All’iniziativa hanno aderito Stati Uniti, Francia, Gran Bretagna, Germania, Olanda, Spagna e Canada ma il ministro della Difesa Guido Crosetto — che ne è stato uno dei principali promotori — mira ad estenderla ad alcune nazioni arabe, in particolare il Qatar e la Giordania. Il compito di questa alleanza è ricostruire le forze libanesi, messe a dura prova dalla lunga crisi economica e dai bombardamenti: sono l’unica istituzione interconfessionale, rispettata dall’intera popolazione.
Tutto ovviamente dovrà avvenire d’intesa con Unifil, che ha 10 mila caschi blu sul terreno incaricati dal 2006 di presidiare la fascia a sud del Litani. La tregua adesso impone alle Nazioni Unite di prendere decisioni sullo sviluppo della missione. Anzitutto sulle regole di ingaggio, che non hanno permesso di contrastare l’insediamento di Hezbollah e l’escalation bellica israeliana.
####################
▸ **OBIETTIVO DICHIARATO A**:
Trascrivi dal brano il passo che comincia con le parole "Tutto ovviamente dovrà" e si chiude dopo le parole "l’escalation bellica israeliana.".
▸ **OBIETTIVO DICHIARATO B**:
Secondo il brano, quanti caschi blu ha Unifil sul terreno?
Le voci successive provengono da un'altra fonte.
####################
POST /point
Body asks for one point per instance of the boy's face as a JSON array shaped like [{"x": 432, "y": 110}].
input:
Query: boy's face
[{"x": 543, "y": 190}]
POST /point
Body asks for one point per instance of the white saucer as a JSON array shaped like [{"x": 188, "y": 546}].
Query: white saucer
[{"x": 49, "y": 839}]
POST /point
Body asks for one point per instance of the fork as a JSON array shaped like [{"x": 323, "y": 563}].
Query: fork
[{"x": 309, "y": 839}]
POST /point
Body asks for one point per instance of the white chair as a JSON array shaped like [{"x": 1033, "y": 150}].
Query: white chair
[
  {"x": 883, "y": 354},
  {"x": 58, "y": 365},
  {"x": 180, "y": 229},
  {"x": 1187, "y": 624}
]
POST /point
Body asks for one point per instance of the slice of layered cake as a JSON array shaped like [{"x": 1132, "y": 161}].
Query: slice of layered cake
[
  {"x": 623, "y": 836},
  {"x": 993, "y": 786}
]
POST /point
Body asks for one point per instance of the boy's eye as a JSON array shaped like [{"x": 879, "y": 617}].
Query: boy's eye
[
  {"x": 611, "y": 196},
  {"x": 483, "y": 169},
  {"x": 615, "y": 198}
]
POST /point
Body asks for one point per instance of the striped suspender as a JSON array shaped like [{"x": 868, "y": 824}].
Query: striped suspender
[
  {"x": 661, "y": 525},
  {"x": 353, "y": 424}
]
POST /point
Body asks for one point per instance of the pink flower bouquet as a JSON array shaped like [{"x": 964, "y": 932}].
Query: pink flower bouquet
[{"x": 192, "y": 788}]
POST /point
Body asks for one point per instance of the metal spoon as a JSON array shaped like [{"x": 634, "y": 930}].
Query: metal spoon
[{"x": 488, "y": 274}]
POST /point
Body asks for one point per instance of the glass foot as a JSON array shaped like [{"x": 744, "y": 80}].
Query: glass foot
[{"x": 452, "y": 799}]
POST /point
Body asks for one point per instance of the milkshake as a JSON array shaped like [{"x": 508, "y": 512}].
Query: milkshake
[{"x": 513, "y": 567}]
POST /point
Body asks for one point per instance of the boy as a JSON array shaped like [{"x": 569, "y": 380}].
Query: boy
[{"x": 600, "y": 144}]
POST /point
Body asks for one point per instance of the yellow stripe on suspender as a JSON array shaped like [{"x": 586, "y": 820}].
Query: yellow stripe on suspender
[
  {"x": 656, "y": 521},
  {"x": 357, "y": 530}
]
####################
▸ **RISPOSTA COMPLETA A**:
Tutto ovviamente dovrà avvenire d’intesa con Unifil, che ha 10 mila caschi blu sul terreno incaricati dal 2006 di presidiare la fascia a sud del Litani. La tregua adesso impone alle Nazioni Unite di prendere decisioni sullo sviluppo della missione. Anzitutto sulle regole di ingaggio, che non hanno permesso di contrastare l’insediamento di Hezbollah e l’escalation bellica israeliana.

▸ **RISPOSTA COMPLETA B**:
Unifil ha 10 mila caschi blu sul terreno.